** Data section follows **
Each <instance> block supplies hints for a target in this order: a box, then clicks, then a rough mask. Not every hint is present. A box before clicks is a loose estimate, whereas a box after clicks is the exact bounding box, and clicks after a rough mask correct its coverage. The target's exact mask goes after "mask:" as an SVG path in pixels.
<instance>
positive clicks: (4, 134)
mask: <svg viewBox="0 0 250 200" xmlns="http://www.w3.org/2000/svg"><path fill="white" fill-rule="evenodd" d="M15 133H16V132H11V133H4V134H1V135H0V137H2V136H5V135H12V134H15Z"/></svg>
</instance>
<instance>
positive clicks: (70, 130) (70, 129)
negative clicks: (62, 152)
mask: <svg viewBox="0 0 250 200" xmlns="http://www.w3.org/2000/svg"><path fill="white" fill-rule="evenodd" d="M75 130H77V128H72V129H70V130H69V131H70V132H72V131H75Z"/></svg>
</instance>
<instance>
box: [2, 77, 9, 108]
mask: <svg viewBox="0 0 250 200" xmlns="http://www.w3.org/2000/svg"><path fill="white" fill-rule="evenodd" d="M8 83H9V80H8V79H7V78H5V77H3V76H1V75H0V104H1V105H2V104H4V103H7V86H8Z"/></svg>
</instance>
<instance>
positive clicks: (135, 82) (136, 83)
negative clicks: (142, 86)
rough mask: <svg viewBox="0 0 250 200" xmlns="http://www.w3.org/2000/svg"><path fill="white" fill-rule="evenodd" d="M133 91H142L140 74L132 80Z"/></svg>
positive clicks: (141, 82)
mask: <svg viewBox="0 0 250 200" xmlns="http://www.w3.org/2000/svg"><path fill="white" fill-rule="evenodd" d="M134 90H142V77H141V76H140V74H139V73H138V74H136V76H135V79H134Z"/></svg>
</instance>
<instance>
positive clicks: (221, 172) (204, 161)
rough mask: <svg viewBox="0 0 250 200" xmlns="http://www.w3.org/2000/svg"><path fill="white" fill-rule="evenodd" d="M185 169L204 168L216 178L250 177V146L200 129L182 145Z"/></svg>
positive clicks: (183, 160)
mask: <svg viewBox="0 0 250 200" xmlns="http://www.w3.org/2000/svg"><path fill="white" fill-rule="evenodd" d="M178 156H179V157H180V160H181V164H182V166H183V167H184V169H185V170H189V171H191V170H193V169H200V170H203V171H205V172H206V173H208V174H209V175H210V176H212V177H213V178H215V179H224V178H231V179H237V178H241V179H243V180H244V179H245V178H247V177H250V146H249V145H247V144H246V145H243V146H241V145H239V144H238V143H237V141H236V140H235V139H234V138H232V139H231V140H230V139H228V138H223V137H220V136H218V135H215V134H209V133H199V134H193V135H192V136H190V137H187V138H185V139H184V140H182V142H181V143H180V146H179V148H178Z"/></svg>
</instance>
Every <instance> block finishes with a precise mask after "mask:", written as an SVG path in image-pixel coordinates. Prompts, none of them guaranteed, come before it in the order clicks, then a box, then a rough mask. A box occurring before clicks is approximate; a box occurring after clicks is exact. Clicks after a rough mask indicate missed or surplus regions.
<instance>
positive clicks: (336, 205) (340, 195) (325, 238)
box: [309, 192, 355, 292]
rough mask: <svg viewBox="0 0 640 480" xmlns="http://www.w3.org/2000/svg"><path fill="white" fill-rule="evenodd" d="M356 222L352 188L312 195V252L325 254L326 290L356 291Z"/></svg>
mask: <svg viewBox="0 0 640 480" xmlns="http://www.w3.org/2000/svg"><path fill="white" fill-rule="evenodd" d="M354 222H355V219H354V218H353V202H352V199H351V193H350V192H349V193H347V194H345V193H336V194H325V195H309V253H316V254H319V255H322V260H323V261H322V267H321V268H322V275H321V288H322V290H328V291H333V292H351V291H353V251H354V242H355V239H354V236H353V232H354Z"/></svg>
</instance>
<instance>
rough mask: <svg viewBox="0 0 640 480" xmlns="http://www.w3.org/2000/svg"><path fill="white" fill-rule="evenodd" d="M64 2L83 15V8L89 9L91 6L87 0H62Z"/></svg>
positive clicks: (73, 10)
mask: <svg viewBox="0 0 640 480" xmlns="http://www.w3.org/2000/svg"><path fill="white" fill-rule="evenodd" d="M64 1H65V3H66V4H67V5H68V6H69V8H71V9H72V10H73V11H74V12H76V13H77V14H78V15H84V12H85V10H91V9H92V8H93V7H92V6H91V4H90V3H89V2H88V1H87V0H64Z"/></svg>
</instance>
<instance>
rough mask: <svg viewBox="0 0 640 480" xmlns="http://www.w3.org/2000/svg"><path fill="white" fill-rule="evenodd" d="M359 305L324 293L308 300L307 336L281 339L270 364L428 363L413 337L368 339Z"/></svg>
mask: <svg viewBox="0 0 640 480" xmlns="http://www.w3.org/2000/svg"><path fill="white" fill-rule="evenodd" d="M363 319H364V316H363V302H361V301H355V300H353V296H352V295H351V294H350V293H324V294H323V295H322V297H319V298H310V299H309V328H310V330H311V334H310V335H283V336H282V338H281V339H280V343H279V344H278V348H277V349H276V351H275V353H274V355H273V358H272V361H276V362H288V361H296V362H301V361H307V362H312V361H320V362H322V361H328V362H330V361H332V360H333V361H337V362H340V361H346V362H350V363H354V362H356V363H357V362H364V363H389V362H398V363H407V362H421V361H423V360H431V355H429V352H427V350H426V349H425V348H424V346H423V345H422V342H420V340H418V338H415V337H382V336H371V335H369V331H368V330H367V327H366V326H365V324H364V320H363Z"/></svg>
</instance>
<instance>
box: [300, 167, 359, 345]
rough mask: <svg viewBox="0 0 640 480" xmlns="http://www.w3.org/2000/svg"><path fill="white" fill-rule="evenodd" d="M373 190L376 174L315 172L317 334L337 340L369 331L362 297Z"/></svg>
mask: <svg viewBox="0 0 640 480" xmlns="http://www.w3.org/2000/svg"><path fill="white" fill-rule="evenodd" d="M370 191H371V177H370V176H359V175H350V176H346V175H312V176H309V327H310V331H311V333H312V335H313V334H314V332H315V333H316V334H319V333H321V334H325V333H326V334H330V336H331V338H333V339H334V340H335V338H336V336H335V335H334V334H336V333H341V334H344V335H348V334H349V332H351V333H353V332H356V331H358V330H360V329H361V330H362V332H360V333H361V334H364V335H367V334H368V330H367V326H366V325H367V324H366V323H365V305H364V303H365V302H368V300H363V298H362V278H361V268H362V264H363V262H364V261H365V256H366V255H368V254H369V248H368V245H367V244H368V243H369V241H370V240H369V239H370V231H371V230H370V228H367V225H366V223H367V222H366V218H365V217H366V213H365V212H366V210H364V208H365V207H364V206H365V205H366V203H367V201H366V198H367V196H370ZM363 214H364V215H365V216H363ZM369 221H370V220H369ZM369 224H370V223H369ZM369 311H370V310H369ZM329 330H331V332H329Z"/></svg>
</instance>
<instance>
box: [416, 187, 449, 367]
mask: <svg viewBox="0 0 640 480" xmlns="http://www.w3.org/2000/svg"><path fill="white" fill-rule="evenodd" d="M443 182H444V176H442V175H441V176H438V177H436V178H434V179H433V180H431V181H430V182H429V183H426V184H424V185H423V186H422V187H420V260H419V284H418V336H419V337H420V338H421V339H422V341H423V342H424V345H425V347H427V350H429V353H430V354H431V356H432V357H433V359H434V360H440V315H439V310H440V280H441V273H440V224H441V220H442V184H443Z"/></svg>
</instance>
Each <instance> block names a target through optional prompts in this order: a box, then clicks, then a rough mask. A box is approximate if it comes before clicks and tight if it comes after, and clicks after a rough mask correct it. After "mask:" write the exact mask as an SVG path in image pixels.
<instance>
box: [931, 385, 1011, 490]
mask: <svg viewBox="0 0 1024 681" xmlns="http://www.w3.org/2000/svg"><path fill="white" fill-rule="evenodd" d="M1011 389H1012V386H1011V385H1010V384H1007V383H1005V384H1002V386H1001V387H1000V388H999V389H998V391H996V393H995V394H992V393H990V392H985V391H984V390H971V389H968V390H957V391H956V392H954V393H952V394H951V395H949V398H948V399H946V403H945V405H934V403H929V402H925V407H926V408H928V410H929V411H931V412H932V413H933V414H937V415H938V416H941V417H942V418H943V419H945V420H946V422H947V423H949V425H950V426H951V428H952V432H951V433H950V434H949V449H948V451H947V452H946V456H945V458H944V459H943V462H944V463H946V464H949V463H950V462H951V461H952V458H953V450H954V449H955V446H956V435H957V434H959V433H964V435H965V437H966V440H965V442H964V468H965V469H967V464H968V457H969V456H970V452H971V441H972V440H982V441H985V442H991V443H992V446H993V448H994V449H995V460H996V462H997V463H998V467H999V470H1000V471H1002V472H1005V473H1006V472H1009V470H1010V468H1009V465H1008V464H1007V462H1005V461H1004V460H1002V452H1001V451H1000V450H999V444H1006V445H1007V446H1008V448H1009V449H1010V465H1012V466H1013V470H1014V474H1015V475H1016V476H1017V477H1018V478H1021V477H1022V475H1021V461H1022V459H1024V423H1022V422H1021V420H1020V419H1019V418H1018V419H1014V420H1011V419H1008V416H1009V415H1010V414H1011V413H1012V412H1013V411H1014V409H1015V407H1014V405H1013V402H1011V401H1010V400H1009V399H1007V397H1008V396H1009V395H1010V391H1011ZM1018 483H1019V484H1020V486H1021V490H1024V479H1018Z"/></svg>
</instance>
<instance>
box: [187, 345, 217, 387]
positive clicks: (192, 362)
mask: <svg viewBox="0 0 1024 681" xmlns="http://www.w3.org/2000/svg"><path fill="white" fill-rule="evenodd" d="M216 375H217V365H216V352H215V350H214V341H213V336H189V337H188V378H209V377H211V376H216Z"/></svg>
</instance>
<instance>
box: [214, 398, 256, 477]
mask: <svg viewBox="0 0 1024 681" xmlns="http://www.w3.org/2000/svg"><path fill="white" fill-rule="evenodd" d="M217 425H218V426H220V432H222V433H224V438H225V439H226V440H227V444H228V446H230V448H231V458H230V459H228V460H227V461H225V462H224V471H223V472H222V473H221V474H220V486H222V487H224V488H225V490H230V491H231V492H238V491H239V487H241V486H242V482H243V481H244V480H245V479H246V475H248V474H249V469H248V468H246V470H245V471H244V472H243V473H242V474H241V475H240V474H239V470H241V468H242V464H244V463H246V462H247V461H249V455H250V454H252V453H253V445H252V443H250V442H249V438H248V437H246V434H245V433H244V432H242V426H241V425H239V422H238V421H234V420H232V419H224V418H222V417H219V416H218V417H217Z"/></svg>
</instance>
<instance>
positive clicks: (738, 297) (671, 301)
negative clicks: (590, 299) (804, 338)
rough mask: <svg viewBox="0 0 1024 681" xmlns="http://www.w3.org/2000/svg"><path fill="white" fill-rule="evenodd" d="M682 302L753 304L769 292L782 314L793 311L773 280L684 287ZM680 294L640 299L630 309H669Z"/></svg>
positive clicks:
** End of Data section **
Assigned task: Above are the records. Copy every line in them holding "this".

Result of the exercise:
Each <instance> block supplies hints for a target in this order: a box, then clicks, then a rough mask. Not every hint is present. A box before clicks is a loose estimate, whereas a box after clicks is the exact bounding box, and clicks after a rough mask correct its coverage. The target's exact mask goes after "mask:" as an SVG path in pixels.
Each <instance> block names a target through optional prompts in this order: a box, then clicks, then a rough mask. A box is approximate if it comes before clicks and tight if it comes after, and clicks after a rough mask correct it. After "mask:" write the exact mask as an SVG path in image pixels.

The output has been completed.